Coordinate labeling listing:
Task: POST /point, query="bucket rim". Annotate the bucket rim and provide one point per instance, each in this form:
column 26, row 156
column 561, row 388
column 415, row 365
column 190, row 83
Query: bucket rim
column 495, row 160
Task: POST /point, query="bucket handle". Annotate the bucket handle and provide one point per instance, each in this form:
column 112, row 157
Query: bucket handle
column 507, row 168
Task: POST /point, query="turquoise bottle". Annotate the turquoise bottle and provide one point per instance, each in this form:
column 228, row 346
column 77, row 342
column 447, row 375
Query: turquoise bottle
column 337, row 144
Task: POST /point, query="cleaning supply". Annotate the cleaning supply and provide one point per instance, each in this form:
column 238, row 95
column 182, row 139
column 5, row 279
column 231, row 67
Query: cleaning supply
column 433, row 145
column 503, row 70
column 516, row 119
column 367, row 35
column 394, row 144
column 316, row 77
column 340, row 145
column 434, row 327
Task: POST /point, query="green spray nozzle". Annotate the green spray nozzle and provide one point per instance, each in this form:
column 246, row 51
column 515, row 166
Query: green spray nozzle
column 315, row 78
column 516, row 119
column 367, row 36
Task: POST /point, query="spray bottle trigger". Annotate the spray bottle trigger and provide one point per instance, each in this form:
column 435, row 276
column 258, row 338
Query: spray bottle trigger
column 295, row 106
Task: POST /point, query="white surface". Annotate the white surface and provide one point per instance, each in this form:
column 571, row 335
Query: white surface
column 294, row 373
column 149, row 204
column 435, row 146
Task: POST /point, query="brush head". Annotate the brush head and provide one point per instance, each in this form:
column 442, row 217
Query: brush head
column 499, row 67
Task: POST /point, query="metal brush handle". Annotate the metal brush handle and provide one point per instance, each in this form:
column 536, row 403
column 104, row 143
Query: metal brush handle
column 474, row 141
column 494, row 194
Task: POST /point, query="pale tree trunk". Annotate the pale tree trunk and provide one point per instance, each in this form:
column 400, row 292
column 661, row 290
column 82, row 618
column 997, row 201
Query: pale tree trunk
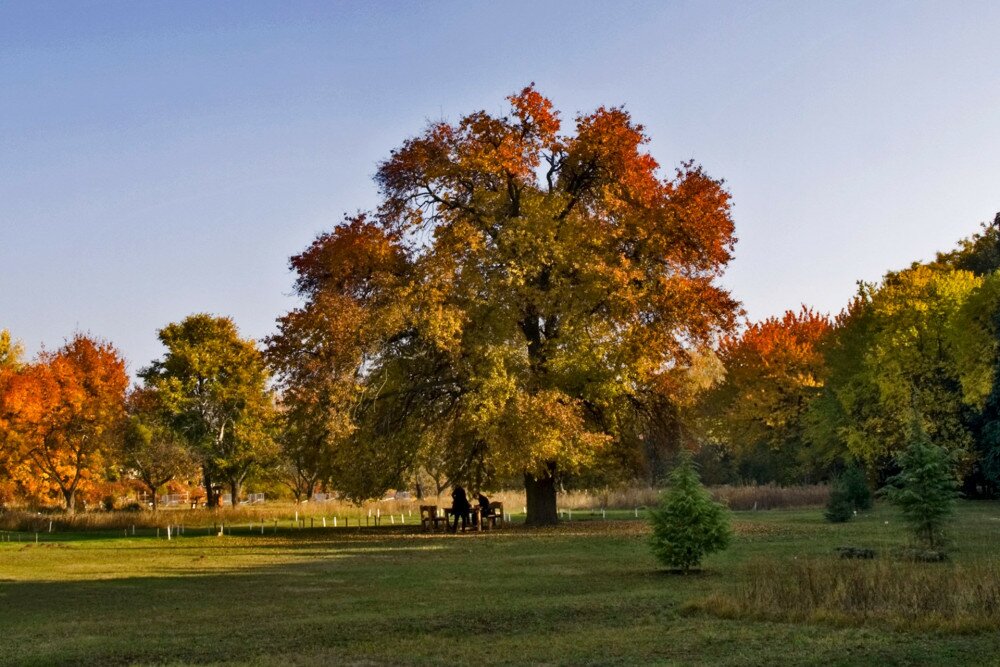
column 70, row 496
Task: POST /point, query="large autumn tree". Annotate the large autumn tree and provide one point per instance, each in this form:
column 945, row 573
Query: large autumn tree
column 64, row 413
column 213, row 385
column 518, row 301
column 152, row 451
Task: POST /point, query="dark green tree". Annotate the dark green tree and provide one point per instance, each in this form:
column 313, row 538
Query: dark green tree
column 213, row 385
column 925, row 489
column 849, row 494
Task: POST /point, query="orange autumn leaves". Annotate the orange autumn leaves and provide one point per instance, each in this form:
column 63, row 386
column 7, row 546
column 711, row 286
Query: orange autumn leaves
column 521, row 291
column 60, row 417
column 773, row 370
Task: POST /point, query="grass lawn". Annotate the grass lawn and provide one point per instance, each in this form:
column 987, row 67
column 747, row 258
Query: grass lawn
column 587, row 592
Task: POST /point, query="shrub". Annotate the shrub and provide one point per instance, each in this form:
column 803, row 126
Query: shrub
column 839, row 509
column 688, row 524
column 850, row 494
column 924, row 490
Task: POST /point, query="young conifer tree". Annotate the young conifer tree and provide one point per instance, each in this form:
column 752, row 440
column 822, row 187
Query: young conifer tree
column 925, row 489
column 688, row 524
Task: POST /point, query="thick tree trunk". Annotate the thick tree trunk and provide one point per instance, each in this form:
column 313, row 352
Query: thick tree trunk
column 211, row 500
column 541, row 496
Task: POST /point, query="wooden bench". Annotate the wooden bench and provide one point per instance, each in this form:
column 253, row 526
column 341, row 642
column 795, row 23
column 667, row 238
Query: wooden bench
column 495, row 517
column 429, row 518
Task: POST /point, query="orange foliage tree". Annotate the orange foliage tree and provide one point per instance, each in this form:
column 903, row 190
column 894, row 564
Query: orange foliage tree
column 64, row 414
column 514, row 301
column 773, row 370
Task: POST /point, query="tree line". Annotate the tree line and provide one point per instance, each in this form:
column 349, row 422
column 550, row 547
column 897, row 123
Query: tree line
column 804, row 395
column 525, row 306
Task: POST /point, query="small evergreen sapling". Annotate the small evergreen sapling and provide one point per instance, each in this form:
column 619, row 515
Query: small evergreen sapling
column 849, row 494
column 687, row 524
column 924, row 490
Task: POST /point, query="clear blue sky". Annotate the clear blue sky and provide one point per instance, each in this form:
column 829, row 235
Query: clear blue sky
column 164, row 158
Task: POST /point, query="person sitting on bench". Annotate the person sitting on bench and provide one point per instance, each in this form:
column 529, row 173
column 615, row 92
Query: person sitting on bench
column 460, row 507
column 484, row 508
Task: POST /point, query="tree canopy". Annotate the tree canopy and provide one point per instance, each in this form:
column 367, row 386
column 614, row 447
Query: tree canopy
column 213, row 385
column 518, row 299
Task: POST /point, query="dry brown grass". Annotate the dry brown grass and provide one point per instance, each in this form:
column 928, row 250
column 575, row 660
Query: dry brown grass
column 393, row 511
column 741, row 497
column 771, row 496
column 390, row 512
column 904, row 596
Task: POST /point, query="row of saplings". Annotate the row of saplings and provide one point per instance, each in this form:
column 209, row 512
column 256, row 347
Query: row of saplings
column 688, row 524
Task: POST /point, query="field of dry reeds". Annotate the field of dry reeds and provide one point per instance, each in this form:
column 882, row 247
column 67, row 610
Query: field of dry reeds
column 902, row 595
column 388, row 511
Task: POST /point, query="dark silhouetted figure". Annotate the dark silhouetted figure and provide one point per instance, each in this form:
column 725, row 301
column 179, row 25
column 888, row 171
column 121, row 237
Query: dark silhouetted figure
column 460, row 507
column 484, row 508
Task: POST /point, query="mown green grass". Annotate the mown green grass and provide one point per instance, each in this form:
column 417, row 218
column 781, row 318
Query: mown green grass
column 587, row 592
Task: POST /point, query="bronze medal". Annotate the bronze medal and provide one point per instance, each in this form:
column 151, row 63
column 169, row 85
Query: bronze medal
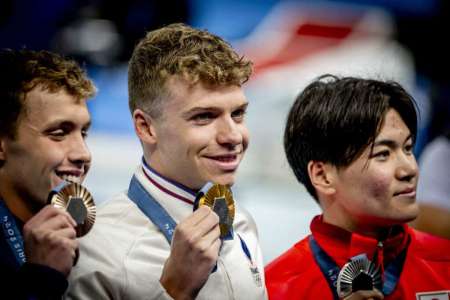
column 79, row 203
column 220, row 199
column 358, row 274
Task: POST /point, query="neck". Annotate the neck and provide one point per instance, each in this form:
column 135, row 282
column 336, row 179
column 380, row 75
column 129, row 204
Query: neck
column 19, row 208
column 351, row 225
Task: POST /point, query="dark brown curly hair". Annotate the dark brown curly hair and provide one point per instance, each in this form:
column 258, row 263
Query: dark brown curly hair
column 23, row 70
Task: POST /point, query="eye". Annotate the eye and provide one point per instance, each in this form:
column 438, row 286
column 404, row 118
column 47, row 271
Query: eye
column 203, row 118
column 57, row 134
column 381, row 155
column 409, row 148
column 85, row 133
column 239, row 114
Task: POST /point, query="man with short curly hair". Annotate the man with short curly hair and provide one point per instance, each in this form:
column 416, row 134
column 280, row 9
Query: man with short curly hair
column 43, row 124
column 188, row 109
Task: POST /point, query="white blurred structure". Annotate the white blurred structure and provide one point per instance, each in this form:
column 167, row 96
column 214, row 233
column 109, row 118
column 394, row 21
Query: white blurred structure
column 295, row 44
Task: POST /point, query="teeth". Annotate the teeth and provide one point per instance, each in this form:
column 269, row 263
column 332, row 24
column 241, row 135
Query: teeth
column 71, row 178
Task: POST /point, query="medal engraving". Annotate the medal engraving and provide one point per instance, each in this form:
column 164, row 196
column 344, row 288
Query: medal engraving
column 358, row 274
column 76, row 208
column 220, row 199
column 79, row 203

§ STATED TASK:
Reproduce every line of the listing above without alteration, omitting the pictures from your answer.

§ SOLUTION FOR THIS PROBLEM:
Task: POST /point, query="bucket rim". Annotate the bucket rim and provide one point per instance, each in this form:
column 26, row 156
column 561, row 388
column 415, row 365
column 190, row 83
Query: bucket rim
column 495, row 160
Task: POST /point, query="bucket handle". Annotate the bucket handle and provide one point per instance, each in this form:
column 112, row 157
Query: bucket handle
column 507, row 168
Task: POST /point, query="turquoise bottle". Annotate the turquoise bottle and provide one point per instance, each in this form:
column 228, row 346
column 77, row 342
column 447, row 375
Query: turquoise bottle
column 337, row 144
Task: POST /point, query="cleaning supply". Annotate the cleaning supply and provide one point per instance, each in this form:
column 238, row 95
column 182, row 139
column 5, row 279
column 231, row 67
Query: cleaning supply
column 433, row 145
column 503, row 70
column 516, row 119
column 367, row 35
column 394, row 144
column 316, row 77
column 340, row 145
column 434, row 327
Task: POST /point, query="green spray nozzle". Annotate the green spray nozzle and provide one point per instance, each in this form:
column 246, row 51
column 515, row 166
Query: green spray nozzle
column 315, row 78
column 516, row 119
column 367, row 36
Task: POST /point, query="spray bottle trigger". Annotate the spray bottle trigger and provide one point per instance, each in this form:
column 435, row 276
column 258, row 338
Query: spray bottle trigger
column 295, row 106
Task: POST /point, query="white surface". Annotate the white surface and provide one point per instance, each in this form:
column 571, row 335
Query: white surface
column 294, row 373
column 149, row 204
column 435, row 146
Task: POST /point, query="brush head". Annotate the brush head and provide one point per instance, each in this form:
column 442, row 217
Query: brush head
column 499, row 67
Task: POST /point, query="metal brush handle". Annotate the metal brush handle and provide one point per instance, each in this form:
column 536, row 403
column 104, row 143
Query: metal brush handle
column 474, row 141
column 494, row 194
Task: POST /point, query="pale tree trunk". Annotate the pale tree trunk and provide one point per instance, each in this form:
column 400, row 292
column 661, row 290
column 82, row 618
column 997, row 201
Query: pale tree trunk
column 70, row 496
Task: POST /point, query="large autumn tree". Annotate the large autumn tree and provide one point per instance, each in this form:
column 945, row 573
Query: large autumn tree
column 64, row 413
column 213, row 385
column 518, row 301
column 152, row 451
Task: POST /point, query="dark green tree". Annotate the dark green tree and provide one point per instance, each in this form:
column 313, row 538
Query: dark green tree
column 213, row 385
column 925, row 489
column 849, row 494
Task: POST /point, query="orange autumn leaves". Annotate the orange autumn leaves and provide one point per instance, each in this form:
column 63, row 386
column 7, row 546
column 711, row 286
Query: orange autumn leaves
column 521, row 291
column 60, row 417
column 773, row 370
Task: POST /point, query="grass lawn". Annotate the grass lawn and provide one point per instance, each in this form:
column 987, row 67
column 747, row 258
Query: grass lawn
column 587, row 592
Task: POST /point, query="shrub". Annotate the shrub and provide one point per instance, each in this form:
column 803, row 126
Query: shrub
column 839, row 509
column 688, row 524
column 850, row 494
column 924, row 490
Task: POST /point, query="young conifer tree". Annotate the young conifer tree and provide one point per instance, each in this form:
column 752, row 440
column 822, row 187
Query: young conifer tree
column 925, row 489
column 688, row 524
Task: POST /point, query="thick tree trunk". Annotate the thick tree trunk and provide one point per instance, each in this form:
column 313, row 352
Query: thick tree trunk
column 211, row 500
column 541, row 496
Task: POST /point, query="wooden bench". Annotate the wooden bench and provide one point per instance, each in this form:
column 253, row 526
column 341, row 642
column 795, row 23
column 667, row 238
Query: wooden bench
column 495, row 517
column 429, row 518
Task: POST /point, query="orange foliage tree". Annotate the orange foliage tree and provide one point per instance, each in this form:
column 903, row 190
column 894, row 564
Query: orange foliage tree
column 64, row 414
column 514, row 301
column 773, row 370
Task: POST /point, query="tree line". Annotate the tree line and provide one point per instance, each in this form:
column 349, row 422
column 550, row 547
column 897, row 123
Query: tree line
column 804, row 395
column 525, row 306
Task: POST /point, query="small evergreen sapling". Annotate the small evergreen sapling and provide one point per instance, each in this form:
column 619, row 515
Query: small evergreen sapling
column 849, row 494
column 687, row 524
column 924, row 490
Task: POST /point, query="clear blue sky". Annotate the clear blue sky and provide one point per instance, each in this form:
column 829, row 235
Query: clear blue sky
column 164, row 158
Task: POST /point, query="person sitting on bench". Annotate the person sitting on bench and provide one point per instance, each in this form:
column 529, row 173
column 615, row 92
Query: person sitting on bench
column 460, row 507
column 484, row 508
Task: POST /point, query="tree canopy". Annotate the tree canopy and provide one point per instance, each in this form:
column 367, row 386
column 614, row 447
Query: tree canopy
column 213, row 385
column 518, row 299
Task: POST /point, query="dry brown grass". Annotate the dry brown grass and provide one point per instance, each in this form:
column 928, row 250
column 575, row 660
Query: dry brown grass
column 393, row 511
column 741, row 497
column 771, row 496
column 390, row 512
column 904, row 596
Task: POST /point, query="row of saplings". Annotate the row of saplings and provide one point per instance, each in this form:
column 209, row 512
column 256, row 347
Query: row of saplings
column 688, row 524
Task: POST /point, query="field of dry reeds". Annotate the field of dry reeds and provide one point per instance, each in this form:
column 882, row 247
column 67, row 610
Query: field of dry reeds
column 902, row 595
column 388, row 511
Task: POST /point, query="dark silhouetted figure". Annotate the dark silhouetted figure and provide one point per instance, each in this form:
column 725, row 301
column 179, row 25
column 888, row 171
column 121, row 237
Query: dark silhouetted figure
column 460, row 507
column 484, row 508
Task: POST /point, query="mown green grass". Annotate the mown green grass and provide one point per instance, each in this form:
column 417, row 218
column 781, row 318
Query: mown green grass
column 587, row 592
Task: POST /point, query="bronze medal". Annotate the bronze medal and provide one point per instance, each in this form:
column 151, row 63
column 169, row 85
Query: bronze medal
column 79, row 203
column 220, row 199
column 358, row 274
Task: POST /point, query="neck". Annotate the neck and provide one point per instance, each in this form:
column 135, row 282
column 336, row 179
column 380, row 75
column 129, row 204
Query: neck
column 19, row 208
column 351, row 225
Task: POST /point, query="dark brown curly hair". Annotate the dark brown curly hair and provide one point per instance, each in this form:
column 258, row 263
Query: dark brown curly hair
column 23, row 70
Task: POST /point, query="eye". Annotate the eye and provide one point per instance, each in this form:
column 438, row 286
column 404, row 118
column 47, row 271
Query: eye
column 203, row 118
column 57, row 134
column 381, row 155
column 409, row 148
column 85, row 133
column 239, row 114
Task: POST /point, query="man with short curly hair". Annotate the man with short curly hair and provide one point per instance, each in this form:
column 416, row 134
column 280, row 9
Query: man with short curly hair
column 43, row 124
column 188, row 109
Task: POST /point, query="white blurred structure". Annotate the white blurred structure and provide one point per instance, each in this form:
column 167, row 96
column 214, row 233
column 109, row 118
column 394, row 21
Query: white blurred structure
column 295, row 44
Task: POST /point, query="teeth". Annotate the teeth and provide one point per instance, each in this form:
column 269, row 263
column 332, row 24
column 241, row 135
Query: teeth
column 71, row 178
Task: POST /point, query="medal engraving". Annotate the medal engraving and provide one point per instance, each in this form:
column 164, row 196
column 344, row 288
Query: medal engraving
column 358, row 274
column 76, row 208
column 220, row 199
column 79, row 203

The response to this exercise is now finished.